**What needs to be done:**
Please return each of the entries that follow, unchanged in every word.

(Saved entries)
━━━━━━━━━━━━━━━━━━━━━━━━━━━━━━

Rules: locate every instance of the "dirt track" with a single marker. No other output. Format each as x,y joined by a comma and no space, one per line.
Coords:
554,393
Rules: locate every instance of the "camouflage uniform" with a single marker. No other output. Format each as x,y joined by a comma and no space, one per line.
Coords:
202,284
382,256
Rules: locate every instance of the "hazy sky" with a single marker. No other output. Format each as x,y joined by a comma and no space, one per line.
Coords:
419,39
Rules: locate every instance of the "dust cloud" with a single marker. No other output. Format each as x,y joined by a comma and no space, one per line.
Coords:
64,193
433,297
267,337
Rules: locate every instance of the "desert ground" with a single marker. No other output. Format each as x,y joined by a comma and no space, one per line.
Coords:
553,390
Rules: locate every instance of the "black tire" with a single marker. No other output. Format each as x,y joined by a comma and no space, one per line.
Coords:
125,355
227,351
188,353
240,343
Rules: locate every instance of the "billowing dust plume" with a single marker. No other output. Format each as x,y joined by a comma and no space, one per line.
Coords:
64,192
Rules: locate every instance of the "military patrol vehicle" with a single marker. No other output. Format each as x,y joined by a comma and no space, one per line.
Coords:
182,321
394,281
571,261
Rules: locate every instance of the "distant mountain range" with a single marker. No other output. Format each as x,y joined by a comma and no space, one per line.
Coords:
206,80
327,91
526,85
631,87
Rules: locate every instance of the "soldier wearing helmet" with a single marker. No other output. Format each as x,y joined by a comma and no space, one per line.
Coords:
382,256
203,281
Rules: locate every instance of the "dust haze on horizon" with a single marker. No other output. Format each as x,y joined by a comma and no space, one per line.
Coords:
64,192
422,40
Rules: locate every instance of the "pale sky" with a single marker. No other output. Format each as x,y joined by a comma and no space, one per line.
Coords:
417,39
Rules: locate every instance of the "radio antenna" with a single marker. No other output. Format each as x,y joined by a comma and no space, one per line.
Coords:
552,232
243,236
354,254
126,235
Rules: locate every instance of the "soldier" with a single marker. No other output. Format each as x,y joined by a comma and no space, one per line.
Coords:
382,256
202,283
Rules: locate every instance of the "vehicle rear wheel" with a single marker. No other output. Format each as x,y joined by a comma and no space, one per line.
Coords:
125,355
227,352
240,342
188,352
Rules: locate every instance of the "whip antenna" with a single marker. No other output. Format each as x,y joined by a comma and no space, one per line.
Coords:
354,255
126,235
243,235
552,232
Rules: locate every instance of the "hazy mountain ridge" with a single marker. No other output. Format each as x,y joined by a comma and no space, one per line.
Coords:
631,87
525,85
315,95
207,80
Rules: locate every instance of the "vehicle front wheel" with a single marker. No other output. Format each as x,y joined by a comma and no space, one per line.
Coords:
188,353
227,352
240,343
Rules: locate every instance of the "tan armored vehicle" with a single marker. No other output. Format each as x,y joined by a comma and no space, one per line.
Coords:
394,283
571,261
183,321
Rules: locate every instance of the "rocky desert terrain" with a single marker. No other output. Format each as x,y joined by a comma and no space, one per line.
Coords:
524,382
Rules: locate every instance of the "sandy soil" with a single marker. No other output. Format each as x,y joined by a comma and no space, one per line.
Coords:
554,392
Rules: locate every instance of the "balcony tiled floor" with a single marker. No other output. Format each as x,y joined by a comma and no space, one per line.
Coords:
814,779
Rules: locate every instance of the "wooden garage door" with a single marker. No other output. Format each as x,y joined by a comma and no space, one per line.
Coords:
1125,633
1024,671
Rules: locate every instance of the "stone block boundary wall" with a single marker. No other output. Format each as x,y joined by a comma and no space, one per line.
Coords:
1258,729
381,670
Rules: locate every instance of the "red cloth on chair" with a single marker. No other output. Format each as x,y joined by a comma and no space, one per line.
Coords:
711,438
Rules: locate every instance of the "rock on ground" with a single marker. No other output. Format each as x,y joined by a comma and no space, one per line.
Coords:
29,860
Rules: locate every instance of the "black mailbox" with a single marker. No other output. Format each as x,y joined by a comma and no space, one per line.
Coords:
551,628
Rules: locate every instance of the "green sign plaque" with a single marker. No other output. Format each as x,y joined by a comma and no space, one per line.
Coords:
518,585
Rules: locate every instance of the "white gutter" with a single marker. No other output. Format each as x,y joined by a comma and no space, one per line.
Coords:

━━━━━━━━━━━━━━━━━━━━━━━━━━━━━━

**Final answer:**
Rules: locate every instance of the "dirt track" with a single marker. No other output. Format each as x,y joined by a comma and no space, one per line.
Coords:
554,393
Rules: locate every instance of the "camouflage uniform" with a single marker. No other output. Format each as x,y joined by a comma and no space, one per line.
Coords:
202,284
382,256
Rules: locate every instance of the "hazy sky" with a single marker. No other output. Format each as x,y joined by a comma and no space, one per line.
Coords:
419,39
Rules: locate every instance of the "dust cloud" with a single marker. No other output. Format each as x,y joined by a comma and no space, one per line.
Coords:
64,193
433,297
267,337
Rules: locate every instance of the "desert ground" with a single marker. No other output. Format each as x,y joined by a comma and no space, one per line.
Coords:
553,390
Rules: locate every instance of the "black tire" with a single marker. No other output. Format each as x,y joined by a comma and no space, one per line.
Coords:
125,355
227,351
188,353
240,343
Rules: locate every instance of the "billowing dust plume" with a single marker. No other output. Format each as x,y joined by a comma and no space, one per line.
Coords:
64,192
Rules: locate every instance of the "military patrol vehicle" with a single marker. No other output. Format each as x,y joined by a comma and no space, one per line.
Coords:
182,321
394,281
571,261
Rules: locate every instance of the "distant mountain range" with a single marker. No other output. Format each as x,y joined by a comma and no space, one per line.
Coords:
206,80
327,91
526,85
631,87
Rules: locate every instance of the "soldier wearing helmet" with a single marker. No other output. Format each as x,y joined by a comma and no space, one per line.
Coords:
382,256
203,281
Rules: locate every instance of the "dust haze on horizon" with a single marker. No other output. Format each as x,y joined by a comma and no space, one per line.
Coords:
64,192
422,40
Rules: locate every instance of the "pale sky" with a single marker. No other output. Format each as x,y joined by a comma and no space, one per line.
Coords:
417,39
Rules: locate every instance of the "radio antenna" with a single marker. No other output. Format each as x,y joined by a comma and no space, one per line.
Coords:
552,232
243,236
354,254
126,235
Rules: locate every instance of the "soldier" with a single marker. No other output. Format each as x,y joined by a comma and no space, one per line.
Coords:
382,256
202,283
Rules: locate every instance of the "vehicle rear wheel" with a single marker. No other output. Format each as x,y joined by a comma and no space, one per line.
Coords:
125,355
227,352
240,342
188,352
Rules: locate every instance of the "whip antenna" with a single marker. No other output. Format each as x,y joined by a comma and no space, one per line.
Coords:
354,255
126,235
243,235
552,232
Rules: locate every instance of the "hazy mountain ridge" with a single marker. No other output. Format each as x,y joined by a comma and no space, one per line.
Coords:
631,87
525,85
315,95
207,80
Rules: locate every instance of the "vehicle front wheel" with a single marker. No other output. Format each as x,y joined by a comma and no space, one per line.
Coords:
188,353
227,352
240,343
Rules: locate every instance of the "tan armored vehicle" with a single marker. No other output. Format each as x,y joined by a comma and no space, one per line.
Coords:
394,283
571,261
183,321
Rules: locate every instance of the "rocky desert terrain" with a single marker. No other output. Format each as x,y joined by a comma and no space, one per line.
Coords:
524,382
Rules: locate every instance of the "sandy soil" with a single marker. No other output. Format each as x,y joined by a comma and no space, one per line.
Coords:
554,392
Rules: locate every instance of the "balcony tiled floor" with a single marker. No other output. Format each as x,y joined by a comma and no space, one per line.
Coords:
814,779
Rules: locate every instance of the "wooden garage door" with a single marker. No other output. Format each as x,y joined by a comma and no space, one per line.
Coords:
1125,633
1024,671
Rules: locate every instance of the "stone block boundary wall" with a single marker. No other output. Format each as x,y joined by a comma and no space, one per line.
Coords:
1258,729
381,670
Rules: locate every instance of the "red cloth on chair" with a single marker. No other output. Format each as x,y joined by a comma and no space, one per line.
Coords:
711,438
Rules: locate every instance of the "rock on ground" with a single marker. No other output. Format each as x,y joined by a comma and no space, one per line.
Coords:
29,860
Rules: locate every instance of the "black mailbox" with a single marker. No other output. Format each as x,y joined by a comma and no space, one per line.
Coords:
551,628
Rules: locate every instance of the "green sign plaque" with a single marker. No other output. Format each as x,y joined by a comma and no space, one per line.
Coords:
518,585
Rules: locate every instance of the "white gutter" with a single marker. No other output. Format each as x,y joined by a comma and no space, one per line.
Coords:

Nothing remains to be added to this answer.